Brief ▸ In the passage below about the Agnes Martin exhibition, what did Martin state about the suite of paintings in Room 11?

Selected extract ▸
[Start]

The problem, I realised, was a lack of space in my life: space for
thinking, resting, writing except to deadline. I've been forcing
myself to sleep more, to write this despite a strangling feeling that
my voice is completely off, to ignore twitter and add a few stitches
to the dress I'm sewing instead. One of the best decisions I made
this month was squeezing in the Agnes Martin exhibition at Tate
Modern. It was extraordinary for being all space: her tight grids and
scrupulous geometries create order so that your brain can pass beyond
them, freer. The canvases in the first room are fairly large and very
still: bands of soft pastel colour, washed into lambency, reverent as
dawn, placid as the evening sun sinking into a calm inviting sea.
Sure enough, the same palette coloured Margate that evening, more
saturated but just as soothing. But maybe soothing is the wrong word:
my chest felt choked in this exhibition, as though, in showing me
stillness, meditation, transcendence, Martin's paintings reminded me
how much weight presses on me elsewhere. The paintings in Room 11, a
suite that Martin stated should always be exhibited together, drew
you in with their simplicity and slight differences, invited you to
seek out their infelicities and small errors, encouraged fortitude in
the acceptance of human mistakes.

[End]

Records ▸
[Start]

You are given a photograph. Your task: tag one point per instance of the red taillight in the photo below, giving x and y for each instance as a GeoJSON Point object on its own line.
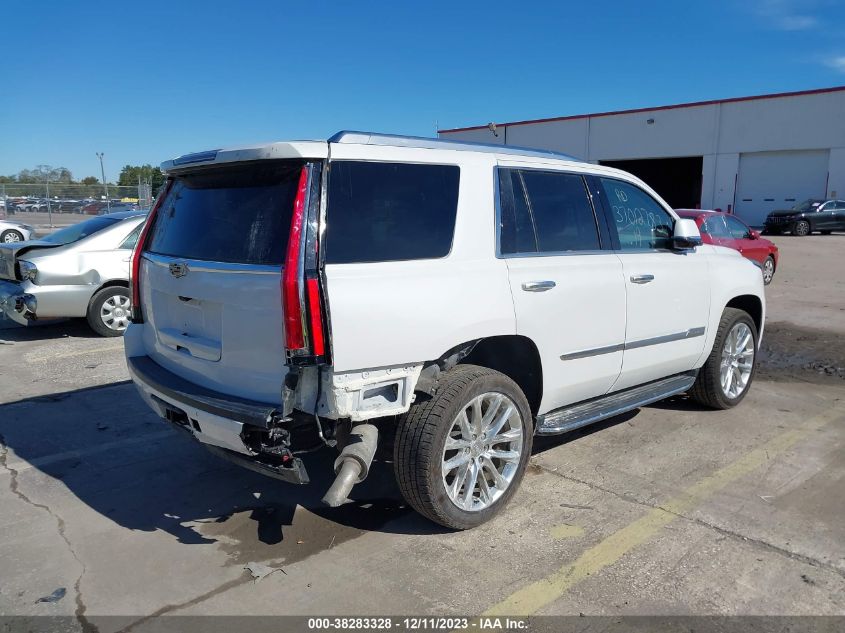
{"type": "Point", "coordinates": [291, 304]}
{"type": "Point", "coordinates": [302, 301]}
{"type": "Point", "coordinates": [318, 341]}
{"type": "Point", "coordinates": [134, 276]}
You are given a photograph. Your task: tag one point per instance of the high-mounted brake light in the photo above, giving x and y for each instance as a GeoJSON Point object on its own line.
{"type": "Point", "coordinates": [135, 272]}
{"type": "Point", "coordinates": [302, 299]}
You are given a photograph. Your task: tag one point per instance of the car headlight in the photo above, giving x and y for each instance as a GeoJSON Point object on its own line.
{"type": "Point", "coordinates": [27, 270]}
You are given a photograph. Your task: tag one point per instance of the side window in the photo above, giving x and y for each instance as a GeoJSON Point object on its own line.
{"type": "Point", "coordinates": [641, 223]}
{"type": "Point", "coordinates": [516, 231]}
{"type": "Point", "coordinates": [715, 226]}
{"type": "Point", "coordinates": [380, 212]}
{"type": "Point", "coordinates": [736, 228]}
{"type": "Point", "coordinates": [562, 212]}
{"type": "Point", "coordinates": [132, 238]}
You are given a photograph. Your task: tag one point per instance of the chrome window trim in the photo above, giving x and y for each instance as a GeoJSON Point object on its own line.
{"type": "Point", "coordinates": [621, 347]}
{"type": "Point", "coordinates": [498, 215]}
{"type": "Point", "coordinates": [207, 266]}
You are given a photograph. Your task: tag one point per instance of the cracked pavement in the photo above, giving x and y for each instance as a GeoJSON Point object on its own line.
{"type": "Point", "coordinates": [133, 519]}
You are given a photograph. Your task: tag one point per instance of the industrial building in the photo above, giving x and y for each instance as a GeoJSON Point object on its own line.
{"type": "Point", "coordinates": [747, 154]}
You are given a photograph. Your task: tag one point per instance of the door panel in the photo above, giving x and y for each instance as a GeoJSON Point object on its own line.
{"type": "Point", "coordinates": [578, 324]}
{"type": "Point", "coordinates": [667, 317]}
{"type": "Point", "coordinates": [667, 292]}
{"type": "Point", "coordinates": [568, 293]}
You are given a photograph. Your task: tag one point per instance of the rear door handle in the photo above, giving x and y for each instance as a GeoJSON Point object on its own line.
{"type": "Point", "coordinates": [538, 286]}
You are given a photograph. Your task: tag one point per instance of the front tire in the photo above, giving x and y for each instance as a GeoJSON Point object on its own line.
{"type": "Point", "coordinates": [460, 454]}
{"type": "Point", "coordinates": [724, 379]}
{"type": "Point", "coordinates": [11, 236]}
{"type": "Point", "coordinates": [801, 229]}
{"type": "Point", "coordinates": [109, 311]}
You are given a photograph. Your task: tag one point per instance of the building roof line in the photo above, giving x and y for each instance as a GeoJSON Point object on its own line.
{"type": "Point", "coordinates": [692, 104]}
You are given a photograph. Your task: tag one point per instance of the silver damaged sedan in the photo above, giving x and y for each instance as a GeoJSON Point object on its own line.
{"type": "Point", "coordinates": [79, 271]}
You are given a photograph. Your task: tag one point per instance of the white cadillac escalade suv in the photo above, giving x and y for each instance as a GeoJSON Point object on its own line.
{"type": "Point", "coordinates": [456, 299]}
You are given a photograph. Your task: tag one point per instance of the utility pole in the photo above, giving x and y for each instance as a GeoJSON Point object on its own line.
{"type": "Point", "coordinates": [105, 184]}
{"type": "Point", "coordinates": [47, 191]}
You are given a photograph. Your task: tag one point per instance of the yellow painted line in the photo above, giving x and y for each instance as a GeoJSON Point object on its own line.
{"type": "Point", "coordinates": [537, 595]}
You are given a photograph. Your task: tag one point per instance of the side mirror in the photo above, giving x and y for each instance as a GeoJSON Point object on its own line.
{"type": "Point", "coordinates": [686, 235]}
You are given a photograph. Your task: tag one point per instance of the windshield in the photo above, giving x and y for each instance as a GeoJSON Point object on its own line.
{"type": "Point", "coordinates": [78, 231]}
{"type": "Point", "coordinates": [806, 205]}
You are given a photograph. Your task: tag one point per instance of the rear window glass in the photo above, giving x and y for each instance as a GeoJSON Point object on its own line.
{"type": "Point", "coordinates": [381, 212]}
{"type": "Point", "coordinates": [234, 214]}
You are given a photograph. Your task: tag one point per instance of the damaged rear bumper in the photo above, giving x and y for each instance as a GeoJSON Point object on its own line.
{"type": "Point", "coordinates": [17, 305]}
{"type": "Point", "coordinates": [242, 431]}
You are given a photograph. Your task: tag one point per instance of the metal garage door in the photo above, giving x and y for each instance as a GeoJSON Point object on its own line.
{"type": "Point", "coordinates": [777, 180]}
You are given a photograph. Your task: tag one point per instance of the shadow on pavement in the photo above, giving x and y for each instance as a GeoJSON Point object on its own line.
{"type": "Point", "coordinates": [46, 330]}
{"type": "Point", "coordinates": [122, 461]}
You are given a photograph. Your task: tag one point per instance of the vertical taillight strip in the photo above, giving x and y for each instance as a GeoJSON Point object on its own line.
{"type": "Point", "coordinates": [302, 292]}
{"type": "Point", "coordinates": [137, 315]}
{"type": "Point", "coordinates": [292, 275]}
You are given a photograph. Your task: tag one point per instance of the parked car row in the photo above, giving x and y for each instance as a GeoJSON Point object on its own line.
{"type": "Point", "coordinates": [813, 215]}
{"type": "Point", "coordinates": [87, 206]}
{"type": "Point", "coordinates": [727, 230]}
{"type": "Point", "coordinates": [79, 271]}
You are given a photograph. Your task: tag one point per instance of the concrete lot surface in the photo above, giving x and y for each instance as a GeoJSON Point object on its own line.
{"type": "Point", "coordinates": [667, 510]}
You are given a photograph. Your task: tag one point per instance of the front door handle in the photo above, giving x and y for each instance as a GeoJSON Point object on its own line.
{"type": "Point", "coordinates": [538, 286]}
{"type": "Point", "coordinates": [642, 279]}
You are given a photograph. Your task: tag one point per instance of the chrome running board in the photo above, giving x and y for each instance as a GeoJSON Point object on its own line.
{"type": "Point", "coordinates": [590, 411]}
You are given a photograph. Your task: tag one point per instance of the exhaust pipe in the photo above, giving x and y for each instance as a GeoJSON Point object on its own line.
{"type": "Point", "coordinates": [353, 463]}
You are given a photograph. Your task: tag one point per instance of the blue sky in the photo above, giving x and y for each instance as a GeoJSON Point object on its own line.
{"type": "Point", "coordinates": [146, 81]}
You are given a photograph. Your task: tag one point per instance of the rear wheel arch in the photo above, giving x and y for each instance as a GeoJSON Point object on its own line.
{"type": "Point", "coordinates": [750, 304]}
{"type": "Point", "coordinates": [517, 357]}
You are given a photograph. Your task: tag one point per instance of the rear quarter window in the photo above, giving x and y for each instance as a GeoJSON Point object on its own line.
{"type": "Point", "coordinates": [380, 212]}
{"type": "Point", "coordinates": [233, 214]}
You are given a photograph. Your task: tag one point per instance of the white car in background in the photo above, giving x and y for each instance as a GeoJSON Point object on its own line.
{"type": "Point", "coordinates": [79, 271]}
{"type": "Point", "coordinates": [11, 232]}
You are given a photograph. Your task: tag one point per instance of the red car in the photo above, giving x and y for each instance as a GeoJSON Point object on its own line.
{"type": "Point", "coordinates": [727, 230]}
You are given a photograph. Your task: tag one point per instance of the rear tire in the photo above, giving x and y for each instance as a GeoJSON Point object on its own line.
{"type": "Point", "coordinates": [709, 388]}
{"type": "Point", "coordinates": [10, 236]}
{"type": "Point", "coordinates": [801, 229]}
{"type": "Point", "coordinates": [109, 310]}
{"type": "Point", "coordinates": [422, 458]}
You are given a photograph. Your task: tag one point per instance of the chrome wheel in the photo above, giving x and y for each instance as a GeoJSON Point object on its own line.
{"type": "Point", "coordinates": [115, 312]}
{"type": "Point", "coordinates": [737, 360]}
{"type": "Point", "coordinates": [482, 451]}
{"type": "Point", "coordinates": [768, 270]}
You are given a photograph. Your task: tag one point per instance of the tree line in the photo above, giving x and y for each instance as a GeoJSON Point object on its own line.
{"type": "Point", "coordinates": [129, 176]}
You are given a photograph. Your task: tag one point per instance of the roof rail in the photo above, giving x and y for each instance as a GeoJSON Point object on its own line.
{"type": "Point", "coordinates": [395, 140]}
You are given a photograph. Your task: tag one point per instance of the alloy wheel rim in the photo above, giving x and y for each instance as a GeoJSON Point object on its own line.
{"type": "Point", "coordinates": [115, 312]}
{"type": "Point", "coordinates": [737, 360]}
{"type": "Point", "coordinates": [482, 452]}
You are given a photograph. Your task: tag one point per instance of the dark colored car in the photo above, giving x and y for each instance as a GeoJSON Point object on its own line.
{"type": "Point", "coordinates": [824, 216]}
{"type": "Point", "coordinates": [722, 229]}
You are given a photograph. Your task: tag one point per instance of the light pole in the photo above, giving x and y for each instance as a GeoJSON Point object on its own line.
{"type": "Point", "coordinates": [105, 184]}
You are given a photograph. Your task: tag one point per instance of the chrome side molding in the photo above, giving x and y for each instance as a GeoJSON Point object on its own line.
{"type": "Point", "coordinates": [592, 411]}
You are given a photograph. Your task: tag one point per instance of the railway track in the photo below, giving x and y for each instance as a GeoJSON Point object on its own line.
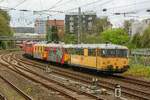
{"type": "Point", "coordinates": [66, 91]}
{"type": "Point", "coordinates": [24, 95]}
{"type": "Point", "coordinates": [126, 90]}
{"type": "Point", "coordinates": [2, 97]}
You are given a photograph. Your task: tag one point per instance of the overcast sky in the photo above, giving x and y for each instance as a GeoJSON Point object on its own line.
{"type": "Point", "coordinates": [19, 18]}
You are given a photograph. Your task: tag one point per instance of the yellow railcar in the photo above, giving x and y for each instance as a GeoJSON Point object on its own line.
{"type": "Point", "coordinates": [102, 57]}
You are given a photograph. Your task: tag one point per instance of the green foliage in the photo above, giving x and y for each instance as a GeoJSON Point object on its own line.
{"type": "Point", "coordinates": [115, 36]}
{"type": "Point", "coordinates": [52, 34]}
{"type": "Point", "coordinates": [138, 70]}
{"type": "Point", "coordinates": [101, 24]}
{"type": "Point", "coordinates": [127, 25]}
{"type": "Point", "coordinates": [145, 38]}
{"type": "Point", "coordinates": [70, 38]}
{"type": "Point", "coordinates": [5, 29]}
{"type": "Point", "coordinates": [141, 41]}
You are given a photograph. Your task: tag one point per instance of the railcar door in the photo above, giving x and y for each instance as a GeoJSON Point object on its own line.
{"type": "Point", "coordinates": [90, 58]}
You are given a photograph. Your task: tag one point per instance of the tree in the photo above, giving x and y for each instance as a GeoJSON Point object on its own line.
{"type": "Point", "coordinates": [145, 38]}
{"type": "Point", "coordinates": [52, 34]}
{"type": "Point", "coordinates": [5, 29]}
{"type": "Point", "coordinates": [136, 41]}
{"type": "Point", "coordinates": [116, 36]}
{"type": "Point", "coordinates": [127, 25]}
{"type": "Point", "coordinates": [101, 24]}
{"type": "Point", "coordinates": [70, 38]}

[End]

Worked solution ▸ She stated that the suite should always be exhibited together.